Exercise instructions:
(a) In the Sunday poetry post, who will write and read this year's inaugural poem?
(b) Carry the Sunday poetry post forward from its last line.

━━ Text excerpt ━━

Good morning, friends and readers. I hope that you have slept soundly and are enjoying a lovely Sunday. Here at Adulting – Second Half, Sundays are devoted to poetry. Why is poetry important? Alice Osborn says it best, I think: “Poetry is so important because it helps us understand and appreciate the world around us. Poetry’s strength lies in its ability to shed a “sideways” light on the world, so the truth sneaks up on you. No question about it. Poetry teaches us how to live.” I think that as the Yeats quote from above says, the world is full of magic things. Poetry helps us to sharpen our sensitivities to all of the magic surrounding us.

The inaugural poem this year will be written and read by a 22-year-old poet named Amanda Gorman. She is the youngest poet to ever write and recite an inaugural poem. I cannot wait to read it. This is the poem that Robert Frost recited at John F. Kennedy’s inauguration:

“The Gift Outright”

Poem recited at John F. Kennedy’s Inauguration
by Robert Frost

The land was ours before we were the land’s 
She was our land more than a hundred years 
Before we were her people. She was ours 
In Massachusetts, in Virginia, 
But we were England’s, still colonials, 
Possessing what we still were unpossessed by, 
Possessed by what we now no more possessed. 
Something we were withholding made us weak 
Until we found out that it was ourselves 
We were withholding from our land of living, 
And forthwith found salvation in surrender.

━━━
━━ Dataset records ━━

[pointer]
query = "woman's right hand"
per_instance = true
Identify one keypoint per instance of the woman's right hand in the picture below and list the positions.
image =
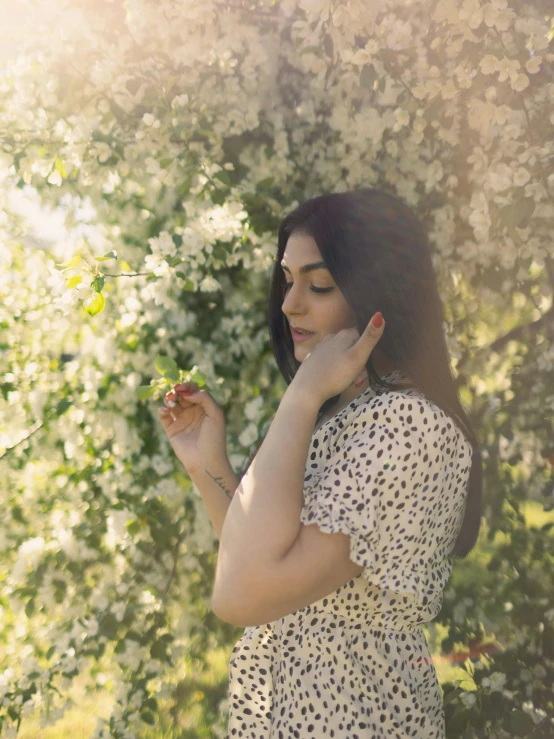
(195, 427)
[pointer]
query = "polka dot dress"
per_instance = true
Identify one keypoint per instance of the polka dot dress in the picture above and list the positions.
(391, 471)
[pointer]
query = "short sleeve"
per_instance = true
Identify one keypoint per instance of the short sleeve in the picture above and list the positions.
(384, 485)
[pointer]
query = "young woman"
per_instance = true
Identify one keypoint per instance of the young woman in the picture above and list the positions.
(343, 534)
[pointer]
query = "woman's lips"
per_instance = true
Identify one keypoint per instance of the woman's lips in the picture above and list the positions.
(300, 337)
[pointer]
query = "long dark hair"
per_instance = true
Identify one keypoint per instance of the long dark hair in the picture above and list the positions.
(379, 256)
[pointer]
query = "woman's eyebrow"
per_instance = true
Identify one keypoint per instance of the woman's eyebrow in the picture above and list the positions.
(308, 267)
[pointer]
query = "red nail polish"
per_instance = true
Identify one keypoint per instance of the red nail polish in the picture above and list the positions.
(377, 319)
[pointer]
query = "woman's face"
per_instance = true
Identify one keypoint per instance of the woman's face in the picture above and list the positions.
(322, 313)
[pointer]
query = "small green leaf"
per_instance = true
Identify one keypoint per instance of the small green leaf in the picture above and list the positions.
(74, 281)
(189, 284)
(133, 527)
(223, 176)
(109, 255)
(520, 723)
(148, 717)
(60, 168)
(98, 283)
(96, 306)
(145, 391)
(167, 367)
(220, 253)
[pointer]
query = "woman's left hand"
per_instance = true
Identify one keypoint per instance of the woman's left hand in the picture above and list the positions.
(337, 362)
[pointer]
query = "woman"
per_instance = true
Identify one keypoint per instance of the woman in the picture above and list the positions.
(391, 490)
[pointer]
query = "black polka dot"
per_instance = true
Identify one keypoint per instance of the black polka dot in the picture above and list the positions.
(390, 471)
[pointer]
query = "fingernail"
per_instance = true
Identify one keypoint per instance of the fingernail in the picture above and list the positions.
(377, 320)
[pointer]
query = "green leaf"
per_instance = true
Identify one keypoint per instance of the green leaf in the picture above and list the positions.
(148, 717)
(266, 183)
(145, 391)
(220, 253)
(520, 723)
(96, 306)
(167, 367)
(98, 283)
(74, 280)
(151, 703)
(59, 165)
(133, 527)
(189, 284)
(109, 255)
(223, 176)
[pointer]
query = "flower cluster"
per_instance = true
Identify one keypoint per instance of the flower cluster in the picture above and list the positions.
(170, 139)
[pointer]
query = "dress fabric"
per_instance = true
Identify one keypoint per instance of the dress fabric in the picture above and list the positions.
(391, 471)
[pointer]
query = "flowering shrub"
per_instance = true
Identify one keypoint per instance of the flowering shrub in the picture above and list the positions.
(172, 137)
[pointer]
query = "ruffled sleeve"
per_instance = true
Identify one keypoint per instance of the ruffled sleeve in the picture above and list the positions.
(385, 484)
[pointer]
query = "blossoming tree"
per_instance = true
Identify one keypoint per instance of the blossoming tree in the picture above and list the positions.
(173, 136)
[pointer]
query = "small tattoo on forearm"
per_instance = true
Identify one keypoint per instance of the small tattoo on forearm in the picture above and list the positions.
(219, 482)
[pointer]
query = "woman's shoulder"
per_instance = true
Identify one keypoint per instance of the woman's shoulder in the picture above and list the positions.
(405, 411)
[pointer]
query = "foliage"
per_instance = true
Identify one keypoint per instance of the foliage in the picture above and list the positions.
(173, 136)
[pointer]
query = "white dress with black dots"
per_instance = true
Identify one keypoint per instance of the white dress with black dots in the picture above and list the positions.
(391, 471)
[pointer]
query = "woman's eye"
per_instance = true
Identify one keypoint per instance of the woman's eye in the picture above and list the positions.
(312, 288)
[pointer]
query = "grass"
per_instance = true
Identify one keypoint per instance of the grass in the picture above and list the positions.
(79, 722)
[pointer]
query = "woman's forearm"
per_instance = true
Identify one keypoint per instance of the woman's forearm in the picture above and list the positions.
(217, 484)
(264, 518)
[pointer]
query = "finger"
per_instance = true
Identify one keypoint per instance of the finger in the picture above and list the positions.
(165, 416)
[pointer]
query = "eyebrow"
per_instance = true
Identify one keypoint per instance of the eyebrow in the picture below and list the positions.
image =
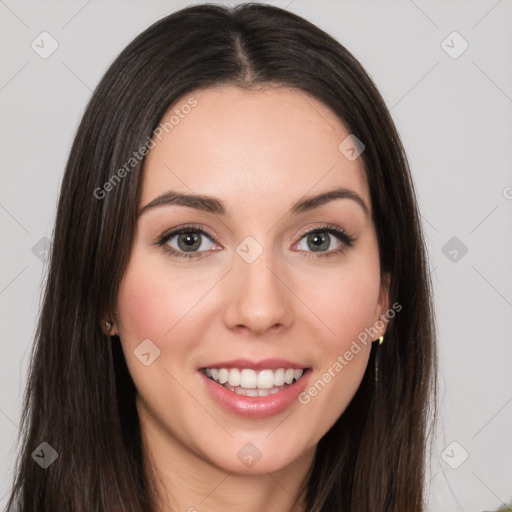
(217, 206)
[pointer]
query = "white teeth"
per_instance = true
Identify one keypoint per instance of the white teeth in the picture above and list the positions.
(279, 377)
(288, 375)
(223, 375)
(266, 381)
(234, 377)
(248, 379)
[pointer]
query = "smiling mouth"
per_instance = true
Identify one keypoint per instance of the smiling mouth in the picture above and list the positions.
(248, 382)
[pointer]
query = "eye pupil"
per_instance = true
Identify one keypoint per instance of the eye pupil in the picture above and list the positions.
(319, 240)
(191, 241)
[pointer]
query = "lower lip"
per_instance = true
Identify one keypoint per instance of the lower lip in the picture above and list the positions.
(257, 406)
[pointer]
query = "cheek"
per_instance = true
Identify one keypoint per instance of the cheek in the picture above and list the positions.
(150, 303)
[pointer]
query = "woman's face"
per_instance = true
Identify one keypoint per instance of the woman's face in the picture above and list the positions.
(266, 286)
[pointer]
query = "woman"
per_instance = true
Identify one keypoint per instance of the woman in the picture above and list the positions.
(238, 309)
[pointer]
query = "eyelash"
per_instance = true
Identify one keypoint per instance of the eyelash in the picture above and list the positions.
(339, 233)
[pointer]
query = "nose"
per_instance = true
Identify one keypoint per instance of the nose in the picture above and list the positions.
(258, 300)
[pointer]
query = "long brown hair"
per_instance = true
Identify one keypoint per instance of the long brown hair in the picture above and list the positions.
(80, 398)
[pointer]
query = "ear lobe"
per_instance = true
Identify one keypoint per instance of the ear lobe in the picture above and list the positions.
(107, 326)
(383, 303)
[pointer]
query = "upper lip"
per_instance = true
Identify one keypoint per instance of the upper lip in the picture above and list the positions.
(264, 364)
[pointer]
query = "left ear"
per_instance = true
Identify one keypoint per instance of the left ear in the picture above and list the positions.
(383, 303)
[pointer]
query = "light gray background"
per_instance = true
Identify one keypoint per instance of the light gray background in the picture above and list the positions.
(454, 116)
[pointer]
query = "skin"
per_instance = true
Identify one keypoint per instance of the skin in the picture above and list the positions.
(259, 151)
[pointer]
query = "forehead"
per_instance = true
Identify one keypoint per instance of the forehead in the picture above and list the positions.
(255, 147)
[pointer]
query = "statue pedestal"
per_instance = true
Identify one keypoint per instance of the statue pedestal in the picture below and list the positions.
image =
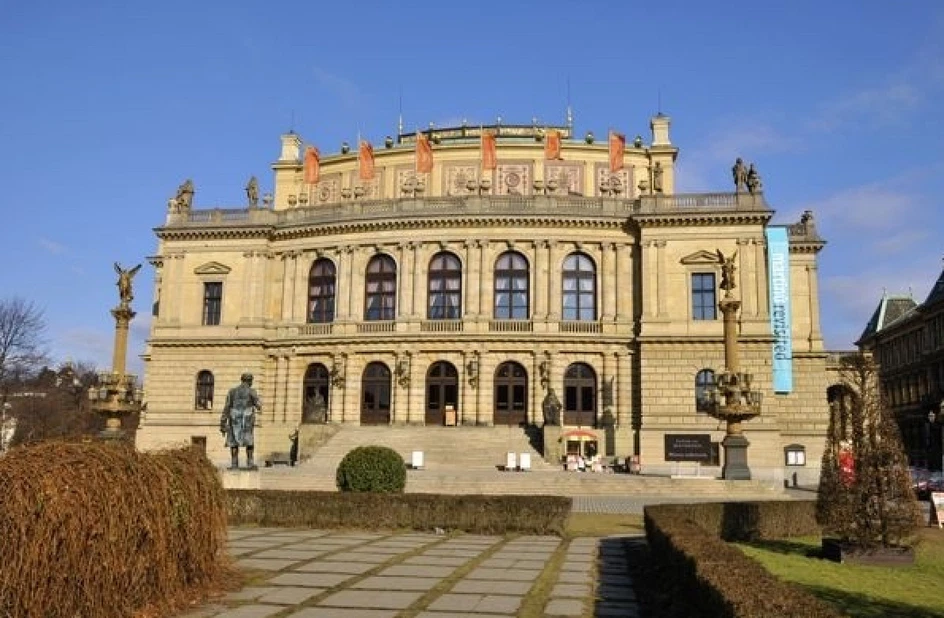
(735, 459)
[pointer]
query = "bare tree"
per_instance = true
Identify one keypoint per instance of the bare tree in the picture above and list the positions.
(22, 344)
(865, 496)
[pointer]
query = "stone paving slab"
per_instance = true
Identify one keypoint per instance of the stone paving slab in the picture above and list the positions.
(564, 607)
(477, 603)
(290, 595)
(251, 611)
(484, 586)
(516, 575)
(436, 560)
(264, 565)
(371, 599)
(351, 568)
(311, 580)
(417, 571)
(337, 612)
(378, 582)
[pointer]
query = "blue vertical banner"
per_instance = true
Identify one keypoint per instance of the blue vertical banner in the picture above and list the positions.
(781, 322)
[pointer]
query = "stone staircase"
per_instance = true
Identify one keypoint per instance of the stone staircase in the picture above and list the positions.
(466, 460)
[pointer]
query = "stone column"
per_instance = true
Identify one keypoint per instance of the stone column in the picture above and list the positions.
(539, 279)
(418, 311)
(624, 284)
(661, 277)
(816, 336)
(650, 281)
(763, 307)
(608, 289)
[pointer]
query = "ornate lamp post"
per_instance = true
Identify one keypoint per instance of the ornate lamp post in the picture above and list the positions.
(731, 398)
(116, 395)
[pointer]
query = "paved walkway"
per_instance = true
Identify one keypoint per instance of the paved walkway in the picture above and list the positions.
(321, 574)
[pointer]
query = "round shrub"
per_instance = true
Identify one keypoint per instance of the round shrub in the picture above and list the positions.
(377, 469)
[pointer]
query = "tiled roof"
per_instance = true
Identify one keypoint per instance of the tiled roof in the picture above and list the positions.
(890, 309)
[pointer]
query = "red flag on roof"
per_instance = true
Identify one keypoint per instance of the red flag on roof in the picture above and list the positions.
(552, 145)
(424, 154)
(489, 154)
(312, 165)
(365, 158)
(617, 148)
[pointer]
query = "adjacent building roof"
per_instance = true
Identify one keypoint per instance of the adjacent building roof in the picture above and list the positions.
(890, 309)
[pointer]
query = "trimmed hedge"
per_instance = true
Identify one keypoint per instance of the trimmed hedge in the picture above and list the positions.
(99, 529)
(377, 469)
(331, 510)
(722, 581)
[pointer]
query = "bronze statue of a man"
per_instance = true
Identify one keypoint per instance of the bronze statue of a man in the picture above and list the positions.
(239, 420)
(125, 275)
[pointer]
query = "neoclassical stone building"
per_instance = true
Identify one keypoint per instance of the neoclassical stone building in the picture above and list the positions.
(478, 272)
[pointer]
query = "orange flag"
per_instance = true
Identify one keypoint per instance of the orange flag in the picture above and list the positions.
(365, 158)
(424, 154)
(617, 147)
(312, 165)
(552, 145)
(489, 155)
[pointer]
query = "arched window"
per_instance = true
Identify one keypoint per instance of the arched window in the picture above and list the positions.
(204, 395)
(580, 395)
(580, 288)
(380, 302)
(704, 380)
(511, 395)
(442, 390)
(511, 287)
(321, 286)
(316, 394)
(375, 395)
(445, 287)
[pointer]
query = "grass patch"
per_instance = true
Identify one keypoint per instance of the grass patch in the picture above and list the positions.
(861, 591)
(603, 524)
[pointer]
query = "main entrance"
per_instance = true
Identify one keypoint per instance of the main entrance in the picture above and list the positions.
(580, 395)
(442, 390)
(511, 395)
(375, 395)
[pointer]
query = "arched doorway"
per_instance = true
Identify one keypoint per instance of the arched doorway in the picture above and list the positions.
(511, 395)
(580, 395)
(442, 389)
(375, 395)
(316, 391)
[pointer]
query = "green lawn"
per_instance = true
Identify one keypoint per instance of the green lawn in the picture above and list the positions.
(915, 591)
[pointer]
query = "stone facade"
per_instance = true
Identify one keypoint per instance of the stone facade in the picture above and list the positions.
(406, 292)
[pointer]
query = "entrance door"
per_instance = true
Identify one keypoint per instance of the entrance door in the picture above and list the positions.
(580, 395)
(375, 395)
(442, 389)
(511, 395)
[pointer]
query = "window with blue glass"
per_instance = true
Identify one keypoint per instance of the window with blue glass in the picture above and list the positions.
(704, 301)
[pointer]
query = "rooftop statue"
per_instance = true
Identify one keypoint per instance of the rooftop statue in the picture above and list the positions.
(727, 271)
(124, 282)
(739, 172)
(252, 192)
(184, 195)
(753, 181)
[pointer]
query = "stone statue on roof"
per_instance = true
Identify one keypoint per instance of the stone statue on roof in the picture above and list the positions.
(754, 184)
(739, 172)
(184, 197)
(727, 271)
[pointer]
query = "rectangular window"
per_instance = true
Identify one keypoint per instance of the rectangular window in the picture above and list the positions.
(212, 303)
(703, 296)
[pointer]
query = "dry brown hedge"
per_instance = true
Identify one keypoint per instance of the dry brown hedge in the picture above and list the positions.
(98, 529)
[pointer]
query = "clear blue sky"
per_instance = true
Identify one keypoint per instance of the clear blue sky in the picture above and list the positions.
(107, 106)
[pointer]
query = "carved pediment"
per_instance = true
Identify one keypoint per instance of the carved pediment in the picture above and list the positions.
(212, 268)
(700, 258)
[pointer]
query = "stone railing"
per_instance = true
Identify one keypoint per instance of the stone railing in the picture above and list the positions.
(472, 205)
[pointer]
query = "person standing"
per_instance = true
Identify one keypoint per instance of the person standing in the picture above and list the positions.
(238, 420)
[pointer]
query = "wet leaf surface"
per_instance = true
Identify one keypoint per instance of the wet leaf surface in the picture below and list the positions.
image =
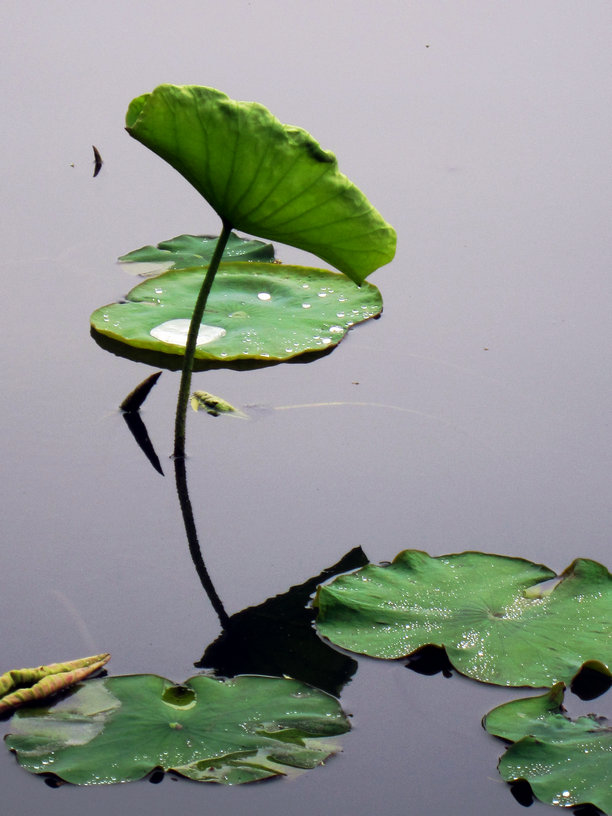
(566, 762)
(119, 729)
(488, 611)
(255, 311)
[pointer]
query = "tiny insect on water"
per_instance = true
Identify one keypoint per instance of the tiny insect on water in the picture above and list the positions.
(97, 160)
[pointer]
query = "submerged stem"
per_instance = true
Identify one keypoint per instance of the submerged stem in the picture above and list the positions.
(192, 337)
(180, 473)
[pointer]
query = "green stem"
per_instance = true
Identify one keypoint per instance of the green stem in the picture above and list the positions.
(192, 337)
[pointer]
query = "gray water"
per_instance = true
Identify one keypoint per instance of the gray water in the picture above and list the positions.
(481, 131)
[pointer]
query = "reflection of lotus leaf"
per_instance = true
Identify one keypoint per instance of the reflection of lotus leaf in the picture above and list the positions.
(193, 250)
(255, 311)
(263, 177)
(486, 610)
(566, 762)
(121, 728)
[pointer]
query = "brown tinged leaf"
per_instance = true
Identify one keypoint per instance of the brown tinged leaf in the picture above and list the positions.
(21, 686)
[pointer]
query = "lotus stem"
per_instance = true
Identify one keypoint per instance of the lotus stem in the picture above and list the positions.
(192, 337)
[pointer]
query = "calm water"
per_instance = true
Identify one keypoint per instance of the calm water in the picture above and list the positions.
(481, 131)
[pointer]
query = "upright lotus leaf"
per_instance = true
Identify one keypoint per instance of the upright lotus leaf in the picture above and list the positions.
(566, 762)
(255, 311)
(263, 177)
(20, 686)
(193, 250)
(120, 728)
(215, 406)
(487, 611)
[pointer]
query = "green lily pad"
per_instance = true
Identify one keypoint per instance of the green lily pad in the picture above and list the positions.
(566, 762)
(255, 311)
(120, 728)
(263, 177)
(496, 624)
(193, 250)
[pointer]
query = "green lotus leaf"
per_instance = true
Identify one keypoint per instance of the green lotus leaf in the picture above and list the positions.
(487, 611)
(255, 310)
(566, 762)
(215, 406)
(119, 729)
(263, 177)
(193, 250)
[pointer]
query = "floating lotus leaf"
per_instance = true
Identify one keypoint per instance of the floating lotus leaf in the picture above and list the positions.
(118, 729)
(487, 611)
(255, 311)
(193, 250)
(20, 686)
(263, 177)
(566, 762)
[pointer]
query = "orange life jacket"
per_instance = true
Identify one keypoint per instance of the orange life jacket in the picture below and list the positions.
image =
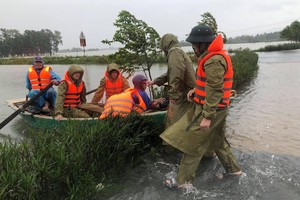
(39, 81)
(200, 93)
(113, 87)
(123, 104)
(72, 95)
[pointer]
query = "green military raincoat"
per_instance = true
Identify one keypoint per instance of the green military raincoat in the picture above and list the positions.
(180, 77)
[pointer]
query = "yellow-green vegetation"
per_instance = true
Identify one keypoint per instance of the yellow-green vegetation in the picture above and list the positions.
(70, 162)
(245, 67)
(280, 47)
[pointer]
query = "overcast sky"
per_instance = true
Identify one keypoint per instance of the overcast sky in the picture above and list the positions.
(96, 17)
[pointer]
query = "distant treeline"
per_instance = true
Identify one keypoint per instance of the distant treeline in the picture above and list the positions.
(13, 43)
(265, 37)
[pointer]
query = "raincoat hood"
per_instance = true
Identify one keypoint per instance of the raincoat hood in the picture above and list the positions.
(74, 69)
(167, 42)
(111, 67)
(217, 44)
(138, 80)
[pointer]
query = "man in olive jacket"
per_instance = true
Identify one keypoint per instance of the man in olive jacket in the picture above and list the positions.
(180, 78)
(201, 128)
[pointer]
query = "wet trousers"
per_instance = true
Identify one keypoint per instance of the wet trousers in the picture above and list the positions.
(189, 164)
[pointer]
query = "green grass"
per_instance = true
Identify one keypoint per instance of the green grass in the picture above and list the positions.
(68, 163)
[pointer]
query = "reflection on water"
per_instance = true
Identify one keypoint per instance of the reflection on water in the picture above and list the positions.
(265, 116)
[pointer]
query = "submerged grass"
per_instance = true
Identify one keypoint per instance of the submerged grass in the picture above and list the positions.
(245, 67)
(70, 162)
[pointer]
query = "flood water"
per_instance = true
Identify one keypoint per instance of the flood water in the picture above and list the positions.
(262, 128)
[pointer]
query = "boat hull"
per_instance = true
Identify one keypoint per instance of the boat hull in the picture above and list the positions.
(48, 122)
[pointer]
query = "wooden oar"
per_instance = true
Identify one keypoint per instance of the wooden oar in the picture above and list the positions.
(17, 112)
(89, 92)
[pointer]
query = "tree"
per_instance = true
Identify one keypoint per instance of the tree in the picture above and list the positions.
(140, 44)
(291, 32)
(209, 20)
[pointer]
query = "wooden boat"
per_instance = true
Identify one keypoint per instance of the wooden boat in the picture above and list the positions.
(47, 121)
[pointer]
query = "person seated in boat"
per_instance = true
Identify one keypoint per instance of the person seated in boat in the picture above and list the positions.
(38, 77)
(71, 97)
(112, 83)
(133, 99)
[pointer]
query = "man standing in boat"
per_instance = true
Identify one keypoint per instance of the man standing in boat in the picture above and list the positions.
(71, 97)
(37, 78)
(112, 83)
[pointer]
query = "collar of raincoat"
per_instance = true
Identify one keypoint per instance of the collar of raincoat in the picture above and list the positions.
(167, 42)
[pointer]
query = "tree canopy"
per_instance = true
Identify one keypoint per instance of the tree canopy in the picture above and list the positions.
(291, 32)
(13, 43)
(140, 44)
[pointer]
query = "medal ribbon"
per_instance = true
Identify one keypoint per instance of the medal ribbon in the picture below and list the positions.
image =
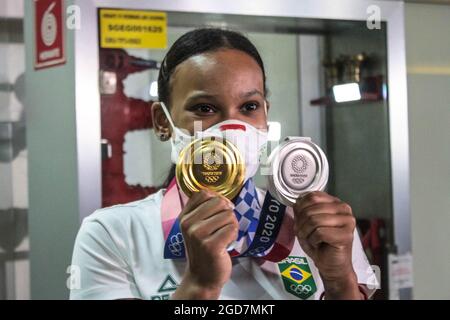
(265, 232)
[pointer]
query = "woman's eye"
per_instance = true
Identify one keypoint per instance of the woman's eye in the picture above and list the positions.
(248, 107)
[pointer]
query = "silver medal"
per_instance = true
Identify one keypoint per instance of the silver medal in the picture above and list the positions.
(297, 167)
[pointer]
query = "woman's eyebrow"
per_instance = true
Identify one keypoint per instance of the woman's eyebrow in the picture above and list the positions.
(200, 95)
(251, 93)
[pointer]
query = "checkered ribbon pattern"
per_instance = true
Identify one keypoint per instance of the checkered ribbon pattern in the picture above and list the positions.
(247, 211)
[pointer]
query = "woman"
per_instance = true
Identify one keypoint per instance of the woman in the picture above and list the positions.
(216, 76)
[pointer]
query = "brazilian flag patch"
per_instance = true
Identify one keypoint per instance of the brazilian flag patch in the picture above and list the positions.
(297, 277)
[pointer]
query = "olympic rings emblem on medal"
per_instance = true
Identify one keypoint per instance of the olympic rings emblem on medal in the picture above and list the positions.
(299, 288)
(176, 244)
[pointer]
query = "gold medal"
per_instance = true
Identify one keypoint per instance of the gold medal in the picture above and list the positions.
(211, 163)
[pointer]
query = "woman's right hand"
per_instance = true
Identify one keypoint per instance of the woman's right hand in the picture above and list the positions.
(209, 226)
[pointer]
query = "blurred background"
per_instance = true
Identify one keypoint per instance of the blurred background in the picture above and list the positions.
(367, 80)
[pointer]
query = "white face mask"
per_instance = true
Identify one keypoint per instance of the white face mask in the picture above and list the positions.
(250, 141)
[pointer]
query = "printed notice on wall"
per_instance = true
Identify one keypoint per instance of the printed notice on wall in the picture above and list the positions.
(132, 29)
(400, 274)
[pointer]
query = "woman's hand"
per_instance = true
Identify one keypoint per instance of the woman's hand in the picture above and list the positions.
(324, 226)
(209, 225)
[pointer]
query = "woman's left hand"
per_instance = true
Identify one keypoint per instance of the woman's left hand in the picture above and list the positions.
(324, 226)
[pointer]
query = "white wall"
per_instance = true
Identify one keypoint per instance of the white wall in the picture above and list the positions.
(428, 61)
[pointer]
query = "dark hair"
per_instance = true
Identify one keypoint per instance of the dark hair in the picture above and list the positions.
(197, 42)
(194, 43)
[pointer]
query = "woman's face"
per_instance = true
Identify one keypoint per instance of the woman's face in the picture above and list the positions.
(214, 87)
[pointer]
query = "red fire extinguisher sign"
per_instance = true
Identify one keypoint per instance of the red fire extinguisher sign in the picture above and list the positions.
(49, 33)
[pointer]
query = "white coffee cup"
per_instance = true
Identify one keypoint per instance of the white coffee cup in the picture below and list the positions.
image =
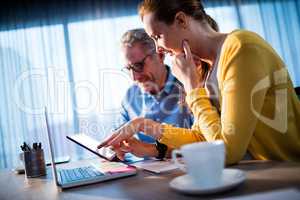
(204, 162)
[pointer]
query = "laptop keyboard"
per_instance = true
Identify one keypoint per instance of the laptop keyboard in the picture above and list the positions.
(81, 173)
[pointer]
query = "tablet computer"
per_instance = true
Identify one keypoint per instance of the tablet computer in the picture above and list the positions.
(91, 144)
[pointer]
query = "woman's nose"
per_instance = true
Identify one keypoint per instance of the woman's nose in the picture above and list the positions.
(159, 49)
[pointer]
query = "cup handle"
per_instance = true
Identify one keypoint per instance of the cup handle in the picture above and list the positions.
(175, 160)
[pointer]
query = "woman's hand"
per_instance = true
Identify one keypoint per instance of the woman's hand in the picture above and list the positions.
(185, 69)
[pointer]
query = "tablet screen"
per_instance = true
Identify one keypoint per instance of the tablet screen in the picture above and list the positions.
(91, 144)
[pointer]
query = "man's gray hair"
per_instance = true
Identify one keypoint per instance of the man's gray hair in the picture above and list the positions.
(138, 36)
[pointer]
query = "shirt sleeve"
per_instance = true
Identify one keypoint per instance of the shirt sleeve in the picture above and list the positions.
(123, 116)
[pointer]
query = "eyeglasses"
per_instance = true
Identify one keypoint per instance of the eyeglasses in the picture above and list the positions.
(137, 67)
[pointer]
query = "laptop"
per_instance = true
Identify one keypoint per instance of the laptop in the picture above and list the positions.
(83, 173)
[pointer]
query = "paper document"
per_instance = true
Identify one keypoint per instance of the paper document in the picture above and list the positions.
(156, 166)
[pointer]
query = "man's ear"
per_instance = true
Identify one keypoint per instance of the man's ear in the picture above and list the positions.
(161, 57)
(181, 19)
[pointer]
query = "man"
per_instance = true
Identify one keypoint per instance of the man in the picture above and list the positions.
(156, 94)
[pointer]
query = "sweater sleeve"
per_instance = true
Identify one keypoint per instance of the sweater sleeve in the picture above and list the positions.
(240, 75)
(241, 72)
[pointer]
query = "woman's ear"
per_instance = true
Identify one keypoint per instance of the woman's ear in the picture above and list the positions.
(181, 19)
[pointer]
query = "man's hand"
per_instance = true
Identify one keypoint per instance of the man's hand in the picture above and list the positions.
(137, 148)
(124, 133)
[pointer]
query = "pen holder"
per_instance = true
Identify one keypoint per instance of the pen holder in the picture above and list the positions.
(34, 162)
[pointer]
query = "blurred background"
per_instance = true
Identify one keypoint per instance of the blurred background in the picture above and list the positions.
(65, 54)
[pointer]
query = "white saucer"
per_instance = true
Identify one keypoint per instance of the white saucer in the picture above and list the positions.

━━━

Answers to the exercises:
(a) Amanda Gorman, a 22-year-old poet.

(b)
Such as we were we gave ourselves outright 
(The deed of gift was many deeds of war) 
To the land vaguely realizing westward, 
But still unstoried, artless, unenhanced, 
Such as she was, such as she will become.

I would like to suggest that we all take some time today to play around with our own words, and to write our own inaugural poems. It would be an excellent way to express and to discharge all of the tumultuous thoughts and feelings that we may be having, about what is going on in our country, during these turbulent times. If you are so inclined, I would love to see your poems in my Comments section. You, my readers, are a blessing to me, to all of those who love you, and to yourselves, if you are doing a good job of self care. Do a good job of being the blessing that you are to the world!! Do a good job of just being “you”! That is your greatest offering to the world.

Are you passing on love, or are you passing on pain? Heal your pain and pass on love.